■ PROBLEM STATEMENT
Once you find the line with "Report one dot per instance of the yellow-red", transcribe it and all the lines that follow to the end of the data, exactly as written; skip any pictures.
:: INPUT DATA ::
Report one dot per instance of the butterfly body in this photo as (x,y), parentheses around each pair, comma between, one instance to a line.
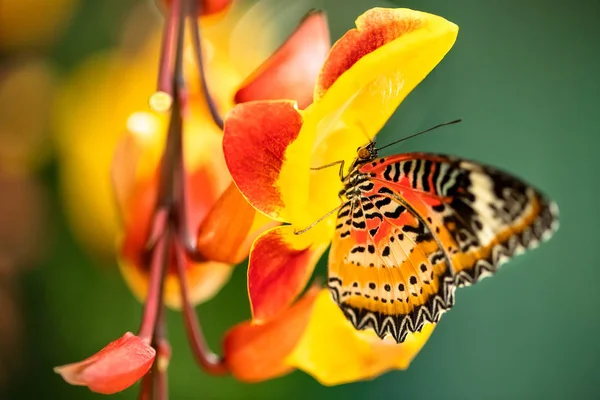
(414,227)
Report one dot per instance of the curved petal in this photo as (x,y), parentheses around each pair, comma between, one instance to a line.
(291,72)
(279,268)
(114,368)
(256,136)
(205,278)
(257,352)
(333,352)
(225,228)
(366,76)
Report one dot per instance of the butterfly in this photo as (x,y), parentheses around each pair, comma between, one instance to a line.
(414,227)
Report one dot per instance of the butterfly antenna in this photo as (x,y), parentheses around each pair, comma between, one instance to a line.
(300,232)
(456,121)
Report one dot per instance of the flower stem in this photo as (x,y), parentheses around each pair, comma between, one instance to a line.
(168,48)
(153,302)
(163,353)
(197,44)
(208,360)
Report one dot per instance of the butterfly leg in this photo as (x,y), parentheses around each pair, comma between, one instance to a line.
(340,162)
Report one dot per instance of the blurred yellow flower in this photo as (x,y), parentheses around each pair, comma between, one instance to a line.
(32,23)
(107,96)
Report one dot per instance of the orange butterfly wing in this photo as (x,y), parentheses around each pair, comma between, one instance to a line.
(417,226)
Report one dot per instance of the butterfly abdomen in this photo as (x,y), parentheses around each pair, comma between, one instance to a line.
(417,226)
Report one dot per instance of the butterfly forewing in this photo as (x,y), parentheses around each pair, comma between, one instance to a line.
(416,226)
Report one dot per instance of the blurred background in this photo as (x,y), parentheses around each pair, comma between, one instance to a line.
(523,75)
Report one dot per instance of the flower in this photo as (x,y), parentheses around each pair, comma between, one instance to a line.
(31,23)
(106,372)
(165,191)
(368,72)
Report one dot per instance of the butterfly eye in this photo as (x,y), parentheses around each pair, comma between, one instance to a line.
(364,153)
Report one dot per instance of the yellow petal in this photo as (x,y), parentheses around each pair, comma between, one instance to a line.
(358,100)
(333,352)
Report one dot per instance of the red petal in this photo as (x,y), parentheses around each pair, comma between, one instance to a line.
(255,140)
(114,368)
(291,72)
(279,268)
(225,228)
(375,28)
(258,352)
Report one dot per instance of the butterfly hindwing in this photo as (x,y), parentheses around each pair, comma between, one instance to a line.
(428,224)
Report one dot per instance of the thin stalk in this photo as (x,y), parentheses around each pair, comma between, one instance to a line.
(197,44)
(155,287)
(209,361)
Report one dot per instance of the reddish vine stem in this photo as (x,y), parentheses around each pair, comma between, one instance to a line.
(169,230)
(155,287)
(210,362)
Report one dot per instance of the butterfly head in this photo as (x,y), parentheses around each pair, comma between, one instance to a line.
(366,153)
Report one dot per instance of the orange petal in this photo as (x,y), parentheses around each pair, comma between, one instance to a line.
(255,140)
(225,228)
(208,7)
(362,91)
(291,72)
(257,352)
(204,279)
(374,29)
(333,352)
(114,368)
(280,265)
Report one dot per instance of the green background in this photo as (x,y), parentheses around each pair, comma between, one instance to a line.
(523,76)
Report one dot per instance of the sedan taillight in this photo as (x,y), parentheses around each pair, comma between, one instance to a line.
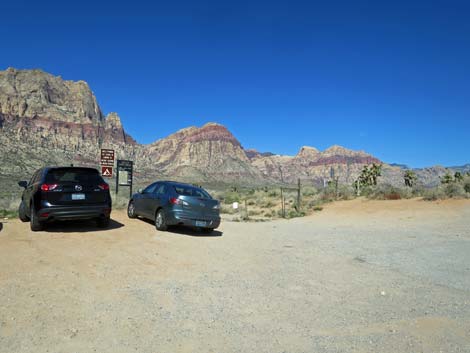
(48,187)
(104,186)
(176,201)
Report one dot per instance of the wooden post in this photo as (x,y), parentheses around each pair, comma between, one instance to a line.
(336,187)
(283,212)
(298,195)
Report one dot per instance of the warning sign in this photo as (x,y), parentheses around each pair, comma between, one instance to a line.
(107,172)
(107,157)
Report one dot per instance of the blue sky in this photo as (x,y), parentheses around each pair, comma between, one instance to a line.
(391,78)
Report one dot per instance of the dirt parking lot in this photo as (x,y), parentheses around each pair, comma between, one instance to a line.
(360,276)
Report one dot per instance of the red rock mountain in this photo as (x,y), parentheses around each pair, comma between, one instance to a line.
(47,120)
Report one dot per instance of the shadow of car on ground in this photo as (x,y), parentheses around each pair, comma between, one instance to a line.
(182,230)
(80,226)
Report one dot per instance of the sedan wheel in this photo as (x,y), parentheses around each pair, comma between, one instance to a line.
(160,222)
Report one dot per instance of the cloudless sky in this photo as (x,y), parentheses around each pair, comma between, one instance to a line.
(388,77)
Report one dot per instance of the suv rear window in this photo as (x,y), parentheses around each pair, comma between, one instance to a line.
(191,191)
(73,175)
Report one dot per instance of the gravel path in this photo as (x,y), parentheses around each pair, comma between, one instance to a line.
(360,276)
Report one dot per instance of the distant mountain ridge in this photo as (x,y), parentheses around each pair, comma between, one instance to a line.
(47,120)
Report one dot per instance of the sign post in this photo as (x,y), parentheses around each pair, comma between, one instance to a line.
(107,163)
(124,171)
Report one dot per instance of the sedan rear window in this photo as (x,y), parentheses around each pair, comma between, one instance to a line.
(191,191)
(73,175)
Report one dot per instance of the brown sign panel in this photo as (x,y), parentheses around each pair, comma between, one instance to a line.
(107,157)
(107,172)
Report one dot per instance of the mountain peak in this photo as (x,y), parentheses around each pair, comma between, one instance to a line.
(307,151)
(113,120)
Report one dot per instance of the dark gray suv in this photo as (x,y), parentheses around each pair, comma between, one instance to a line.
(171,203)
(65,193)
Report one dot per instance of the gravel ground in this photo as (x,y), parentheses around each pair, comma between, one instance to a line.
(360,276)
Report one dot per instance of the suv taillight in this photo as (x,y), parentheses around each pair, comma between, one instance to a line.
(176,201)
(48,187)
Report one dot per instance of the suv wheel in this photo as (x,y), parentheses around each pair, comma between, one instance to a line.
(160,222)
(35,224)
(22,213)
(131,210)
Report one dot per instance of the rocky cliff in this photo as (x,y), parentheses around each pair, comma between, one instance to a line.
(45,120)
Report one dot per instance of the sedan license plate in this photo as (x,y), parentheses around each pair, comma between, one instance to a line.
(201,224)
(78,196)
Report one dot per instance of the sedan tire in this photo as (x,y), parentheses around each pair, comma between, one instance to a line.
(131,210)
(160,221)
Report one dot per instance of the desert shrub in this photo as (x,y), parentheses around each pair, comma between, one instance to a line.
(268,204)
(254,212)
(119,201)
(389,192)
(345,192)
(454,190)
(418,191)
(231,197)
(466,185)
(308,191)
(8,213)
(294,213)
(273,193)
(224,209)
(434,194)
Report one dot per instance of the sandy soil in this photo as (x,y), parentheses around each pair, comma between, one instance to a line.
(360,276)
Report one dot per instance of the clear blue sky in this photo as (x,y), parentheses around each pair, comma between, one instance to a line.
(391,78)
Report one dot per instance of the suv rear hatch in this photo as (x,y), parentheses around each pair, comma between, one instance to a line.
(75,186)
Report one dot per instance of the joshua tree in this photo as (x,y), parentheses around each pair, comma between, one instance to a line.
(410,178)
(447,178)
(368,176)
(375,171)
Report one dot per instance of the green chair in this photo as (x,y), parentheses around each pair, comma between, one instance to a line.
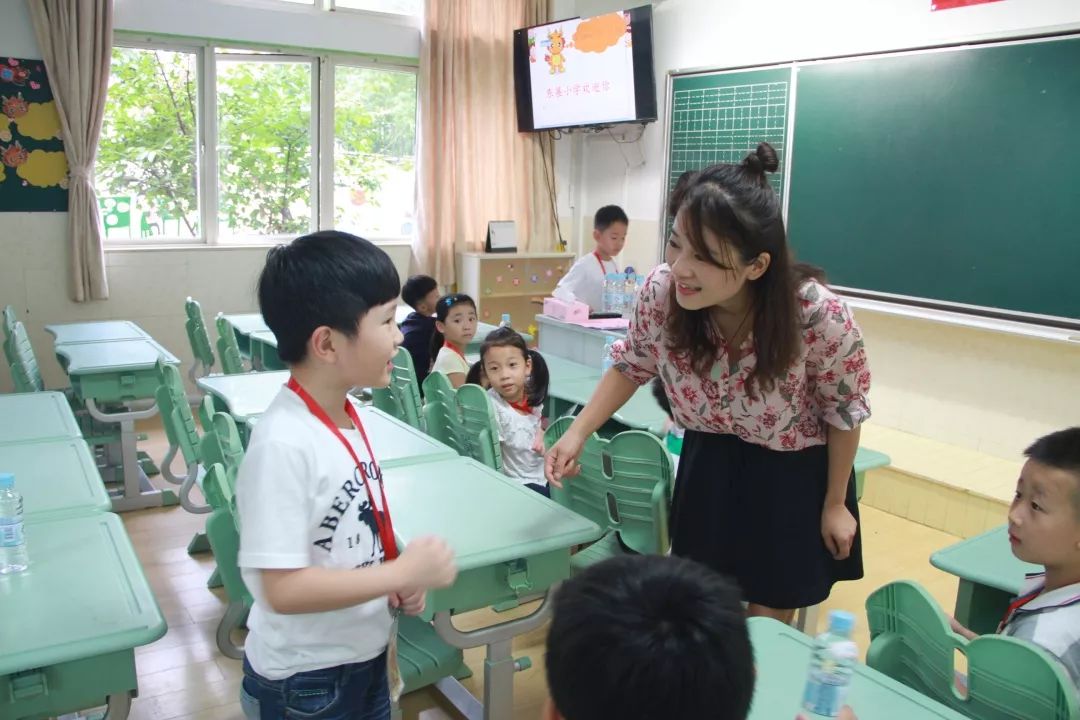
(625,486)
(201,349)
(441,417)
(480,426)
(227,348)
(912,641)
(402,397)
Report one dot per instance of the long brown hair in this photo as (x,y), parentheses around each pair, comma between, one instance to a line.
(739,206)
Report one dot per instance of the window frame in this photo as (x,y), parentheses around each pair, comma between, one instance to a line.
(323,69)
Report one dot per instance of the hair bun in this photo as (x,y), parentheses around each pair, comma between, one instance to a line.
(761,161)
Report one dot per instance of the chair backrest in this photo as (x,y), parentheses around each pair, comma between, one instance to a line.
(176,416)
(24,367)
(441,417)
(912,641)
(227,348)
(624,485)
(220,444)
(198,336)
(402,397)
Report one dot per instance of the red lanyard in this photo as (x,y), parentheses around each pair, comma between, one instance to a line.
(382,520)
(1016,605)
(447,343)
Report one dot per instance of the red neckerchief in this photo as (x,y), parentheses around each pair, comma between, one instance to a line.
(382,521)
(1016,605)
(447,343)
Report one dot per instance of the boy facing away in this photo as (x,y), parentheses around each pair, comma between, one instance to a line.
(316,544)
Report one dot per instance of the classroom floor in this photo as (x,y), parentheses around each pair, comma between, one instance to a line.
(183,676)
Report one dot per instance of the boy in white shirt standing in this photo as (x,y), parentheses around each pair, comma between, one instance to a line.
(316,544)
(585,276)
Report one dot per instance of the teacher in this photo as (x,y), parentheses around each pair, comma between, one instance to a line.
(765,368)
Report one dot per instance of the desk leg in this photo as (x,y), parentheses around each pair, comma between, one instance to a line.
(134,479)
(120,705)
(980,608)
(500,666)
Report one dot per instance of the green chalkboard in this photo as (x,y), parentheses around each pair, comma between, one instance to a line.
(947,176)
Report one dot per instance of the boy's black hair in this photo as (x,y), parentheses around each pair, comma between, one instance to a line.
(640,637)
(416,288)
(658,392)
(1062,451)
(326,277)
(536,388)
(443,308)
(475,374)
(607,216)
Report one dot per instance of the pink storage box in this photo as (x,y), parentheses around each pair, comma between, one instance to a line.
(568,312)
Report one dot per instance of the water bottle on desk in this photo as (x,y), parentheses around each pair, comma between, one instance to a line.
(831,666)
(13,557)
(606,362)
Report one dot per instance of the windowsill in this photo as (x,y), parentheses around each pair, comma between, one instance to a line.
(174,247)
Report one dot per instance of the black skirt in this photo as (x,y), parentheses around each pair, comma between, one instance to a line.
(754,514)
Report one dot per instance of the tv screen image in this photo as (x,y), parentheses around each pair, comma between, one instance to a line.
(585,71)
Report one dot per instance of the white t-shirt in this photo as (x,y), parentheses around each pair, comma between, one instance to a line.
(301,503)
(447,362)
(585,280)
(517,433)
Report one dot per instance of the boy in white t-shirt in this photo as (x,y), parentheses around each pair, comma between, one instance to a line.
(585,276)
(316,545)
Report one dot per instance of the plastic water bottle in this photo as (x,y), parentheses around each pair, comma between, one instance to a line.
(831,666)
(13,556)
(606,362)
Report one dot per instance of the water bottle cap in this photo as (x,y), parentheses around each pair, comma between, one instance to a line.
(840,622)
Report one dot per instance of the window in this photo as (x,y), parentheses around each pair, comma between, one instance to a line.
(214,145)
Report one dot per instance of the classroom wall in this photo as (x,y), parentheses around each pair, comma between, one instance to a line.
(968,388)
(149,286)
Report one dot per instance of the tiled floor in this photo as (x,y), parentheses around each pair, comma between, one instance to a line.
(183,676)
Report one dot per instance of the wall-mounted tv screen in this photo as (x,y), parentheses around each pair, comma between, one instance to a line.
(585,71)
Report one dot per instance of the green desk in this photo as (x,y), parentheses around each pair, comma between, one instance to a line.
(510,543)
(243,325)
(57,478)
(102,331)
(36,417)
(264,351)
(642,411)
(990,576)
(120,371)
(782,656)
(73,620)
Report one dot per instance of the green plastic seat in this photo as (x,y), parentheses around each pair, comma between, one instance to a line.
(480,426)
(1008,678)
(441,417)
(401,398)
(625,486)
(227,348)
(199,338)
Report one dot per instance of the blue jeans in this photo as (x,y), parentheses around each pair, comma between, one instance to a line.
(358,691)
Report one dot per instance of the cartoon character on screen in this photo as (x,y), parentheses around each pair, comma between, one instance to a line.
(556,43)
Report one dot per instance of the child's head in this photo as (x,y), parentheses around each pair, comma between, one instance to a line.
(329,299)
(420,293)
(609,230)
(640,637)
(1044,517)
(455,322)
(513,369)
(475,376)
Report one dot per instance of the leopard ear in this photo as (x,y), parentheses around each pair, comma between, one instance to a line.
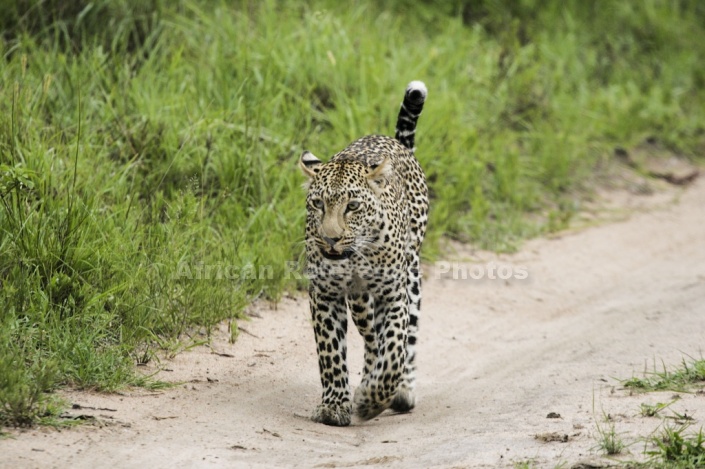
(378,175)
(309,164)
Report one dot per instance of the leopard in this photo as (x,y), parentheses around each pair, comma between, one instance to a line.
(366,218)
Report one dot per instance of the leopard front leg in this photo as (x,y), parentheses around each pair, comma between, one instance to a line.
(330,324)
(405,400)
(378,388)
(361,306)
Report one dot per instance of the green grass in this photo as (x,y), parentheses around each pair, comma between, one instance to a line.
(148,180)
(608,440)
(688,376)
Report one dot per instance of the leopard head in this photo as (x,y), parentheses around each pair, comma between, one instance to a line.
(344,207)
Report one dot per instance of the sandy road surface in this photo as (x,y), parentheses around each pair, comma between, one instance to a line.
(495,358)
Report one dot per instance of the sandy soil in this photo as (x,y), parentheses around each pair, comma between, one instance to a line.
(495,357)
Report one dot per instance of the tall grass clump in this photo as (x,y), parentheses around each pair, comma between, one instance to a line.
(148,187)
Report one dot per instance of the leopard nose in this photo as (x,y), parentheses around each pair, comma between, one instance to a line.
(331,241)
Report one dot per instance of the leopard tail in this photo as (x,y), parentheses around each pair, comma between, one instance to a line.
(409,113)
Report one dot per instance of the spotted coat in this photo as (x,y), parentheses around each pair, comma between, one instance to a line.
(366,219)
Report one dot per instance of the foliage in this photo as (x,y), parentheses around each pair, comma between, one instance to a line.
(148,185)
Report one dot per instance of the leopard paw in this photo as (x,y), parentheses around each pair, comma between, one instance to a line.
(338,415)
(404,401)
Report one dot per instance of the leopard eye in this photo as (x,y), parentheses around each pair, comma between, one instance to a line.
(317,204)
(353,205)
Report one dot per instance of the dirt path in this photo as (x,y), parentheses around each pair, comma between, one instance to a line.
(495,358)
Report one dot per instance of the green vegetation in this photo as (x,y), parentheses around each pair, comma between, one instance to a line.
(148,186)
(676,449)
(684,378)
(608,440)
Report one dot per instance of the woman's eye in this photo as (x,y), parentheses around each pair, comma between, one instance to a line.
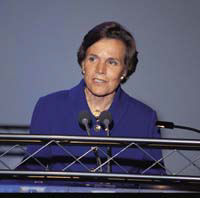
(91,59)
(113,62)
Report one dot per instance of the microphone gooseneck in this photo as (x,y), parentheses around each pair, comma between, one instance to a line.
(105,119)
(85,120)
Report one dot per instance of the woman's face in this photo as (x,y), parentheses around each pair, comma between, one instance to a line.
(104,66)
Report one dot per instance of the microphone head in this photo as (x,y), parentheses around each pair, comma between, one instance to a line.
(84,119)
(167,125)
(106,120)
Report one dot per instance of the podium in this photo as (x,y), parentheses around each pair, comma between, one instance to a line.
(14,180)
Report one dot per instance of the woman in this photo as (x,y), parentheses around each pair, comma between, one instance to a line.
(107,57)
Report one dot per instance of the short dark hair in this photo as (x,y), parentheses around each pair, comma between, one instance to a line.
(112,30)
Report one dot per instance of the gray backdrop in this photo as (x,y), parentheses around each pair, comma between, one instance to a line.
(39,41)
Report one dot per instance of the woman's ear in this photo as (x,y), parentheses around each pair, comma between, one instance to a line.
(83,67)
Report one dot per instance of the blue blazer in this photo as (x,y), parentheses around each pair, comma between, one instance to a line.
(57,114)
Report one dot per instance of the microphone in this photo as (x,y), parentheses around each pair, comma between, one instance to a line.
(85,121)
(162,124)
(105,119)
(171,125)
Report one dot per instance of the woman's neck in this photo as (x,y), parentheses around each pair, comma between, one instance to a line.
(97,104)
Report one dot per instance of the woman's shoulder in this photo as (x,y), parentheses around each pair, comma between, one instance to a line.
(137,104)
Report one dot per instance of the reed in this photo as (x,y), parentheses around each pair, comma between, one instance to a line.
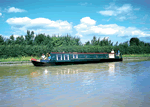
(17,59)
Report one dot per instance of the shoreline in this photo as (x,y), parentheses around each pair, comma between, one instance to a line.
(27,62)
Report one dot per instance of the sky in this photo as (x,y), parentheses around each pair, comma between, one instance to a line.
(115,20)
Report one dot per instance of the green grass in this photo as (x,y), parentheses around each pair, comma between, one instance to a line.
(136,55)
(29,57)
(17,59)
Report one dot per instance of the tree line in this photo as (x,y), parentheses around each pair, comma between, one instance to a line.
(30,45)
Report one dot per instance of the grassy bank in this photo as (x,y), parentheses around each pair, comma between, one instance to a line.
(136,55)
(17,59)
(29,57)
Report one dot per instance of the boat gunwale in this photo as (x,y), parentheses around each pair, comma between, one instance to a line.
(78,53)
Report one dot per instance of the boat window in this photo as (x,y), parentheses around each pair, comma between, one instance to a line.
(59,57)
(66,57)
(75,56)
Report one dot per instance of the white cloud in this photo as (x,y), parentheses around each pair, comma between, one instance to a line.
(113,10)
(109,29)
(122,13)
(136,8)
(83,3)
(122,18)
(13,9)
(108,13)
(40,25)
(88,21)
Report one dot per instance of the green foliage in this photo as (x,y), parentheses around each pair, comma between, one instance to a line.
(29,45)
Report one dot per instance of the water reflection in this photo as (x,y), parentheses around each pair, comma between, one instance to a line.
(111,68)
(76,85)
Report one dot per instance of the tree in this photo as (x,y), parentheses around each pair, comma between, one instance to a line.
(134,41)
(87,43)
(29,37)
(1,40)
(20,40)
(94,41)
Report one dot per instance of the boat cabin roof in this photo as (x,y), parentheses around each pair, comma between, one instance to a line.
(75,53)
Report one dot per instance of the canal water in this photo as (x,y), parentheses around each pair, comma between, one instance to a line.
(113,84)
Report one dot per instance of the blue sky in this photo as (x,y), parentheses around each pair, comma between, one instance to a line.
(117,20)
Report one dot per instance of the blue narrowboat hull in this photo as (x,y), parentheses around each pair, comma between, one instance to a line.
(50,63)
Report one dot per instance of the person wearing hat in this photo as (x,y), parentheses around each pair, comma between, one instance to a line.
(42,57)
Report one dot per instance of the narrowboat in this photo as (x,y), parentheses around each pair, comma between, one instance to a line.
(62,58)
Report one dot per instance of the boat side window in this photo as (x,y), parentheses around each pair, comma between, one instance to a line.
(59,57)
(66,57)
(75,56)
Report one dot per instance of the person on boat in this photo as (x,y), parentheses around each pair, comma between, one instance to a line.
(112,51)
(42,57)
(49,58)
(118,52)
(47,55)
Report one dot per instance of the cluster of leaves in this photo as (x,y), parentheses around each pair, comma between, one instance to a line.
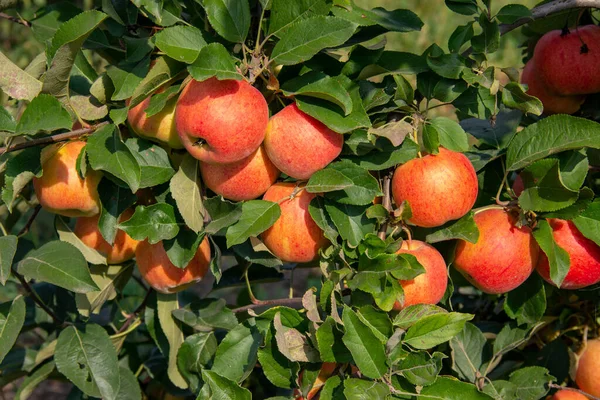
(323,54)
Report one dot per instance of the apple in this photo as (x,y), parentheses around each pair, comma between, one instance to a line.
(298,144)
(159,127)
(294,237)
(246,179)
(503,257)
(438,187)
(60,189)
(158,271)
(429,287)
(123,249)
(221,121)
(584,255)
(553,103)
(588,368)
(568,62)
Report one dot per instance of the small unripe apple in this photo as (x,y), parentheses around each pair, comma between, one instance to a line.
(123,249)
(552,102)
(588,368)
(158,271)
(61,190)
(438,187)
(221,121)
(294,237)
(584,255)
(298,144)
(568,63)
(246,179)
(503,257)
(430,286)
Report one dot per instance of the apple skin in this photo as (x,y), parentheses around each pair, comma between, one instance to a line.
(123,249)
(439,188)
(563,66)
(567,395)
(553,103)
(158,271)
(60,190)
(299,145)
(429,287)
(159,127)
(246,179)
(583,253)
(294,237)
(229,116)
(588,369)
(503,257)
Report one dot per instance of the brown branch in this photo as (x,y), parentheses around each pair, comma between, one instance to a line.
(15,19)
(61,137)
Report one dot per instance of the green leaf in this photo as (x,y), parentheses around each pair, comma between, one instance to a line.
(63,50)
(224,389)
(89,360)
(214,60)
(185,189)
(206,315)
(322,32)
(558,258)
(241,343)
(60,264)
(17,83)
(8,248)
(527,303)
(285,13)
(156,222)
(257,216)
(469,352)
(166,304)
(230,18)
(512,12)
(464,229)
(366,349)
(182,43)
(195,354)
(317,84)
(44,113)
(513,96)
(12,317)
(153,160)
(107,152)
(435,329)
(549,136)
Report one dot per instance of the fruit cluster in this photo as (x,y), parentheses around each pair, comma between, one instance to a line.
(564,69)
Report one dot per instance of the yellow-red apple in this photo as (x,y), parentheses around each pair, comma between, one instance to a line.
(221,121)
(294,237)
(438,187)
(123,249)
(584,255)
(158,271)
(246,179)
(503,257)
(429,287)
(588,368)
(61,190)
(298,144)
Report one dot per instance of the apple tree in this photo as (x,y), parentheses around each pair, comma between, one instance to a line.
(235,199)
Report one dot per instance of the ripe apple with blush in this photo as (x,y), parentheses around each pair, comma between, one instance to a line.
(438,187)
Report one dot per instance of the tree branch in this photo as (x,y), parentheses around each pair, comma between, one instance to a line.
(61,137)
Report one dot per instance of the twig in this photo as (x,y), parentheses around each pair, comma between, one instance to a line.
(61,137)
(15,19)
(589,396)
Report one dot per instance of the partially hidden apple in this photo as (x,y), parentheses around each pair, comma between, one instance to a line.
(504,255)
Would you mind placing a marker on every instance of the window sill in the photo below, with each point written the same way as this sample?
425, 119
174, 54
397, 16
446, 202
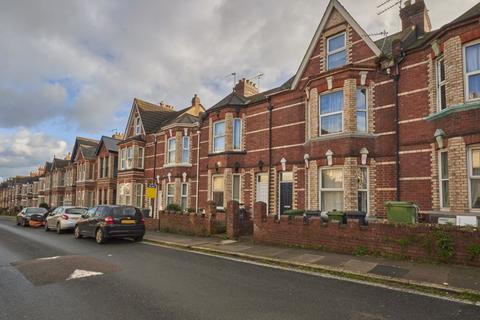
:::
■ TASK RESULT
Report one dot per instance of the yellow-red apple in this photo as (x,y), parentheses around each pair, comma between, one instance to a line.
(221,121)
(294,237)
(438,187)
(123,249)
(584,255)
(158,271)
(246,179)
(503,257)
(429,287)
(588,368)
(61,190)
(298,144)
Report one dot per instance of the apple tree in this photo as (x,y), parentheses around each pair, comma between, one instance to a line.
(235,199)
Report one dot per instance of the ripe apple with blush in this photo as (x,y), parentheses around each pair, comma between, one instance to a line.
(438,187)
Report one dot per instance of the tree branch in this photo as (x,y), parentheses around each pair, comma between, one instance to a line.
(61,137)
Report one dot per instance of the twig in this photo as (x,y), parentheses around each pair, comma between, one instance to a line.
(61,137)
(15,19)
(589,396)
Report one dot per instance of the partially hidden apple in this photo as (x,y), parentheses around each pair, comma between, one instance to a line.
(504,255)
Would you mind placing a marker on every instance of the window sill in the photo below, with each point written the same way as this sample?
425, 119
174, 54
397, 16
446, 202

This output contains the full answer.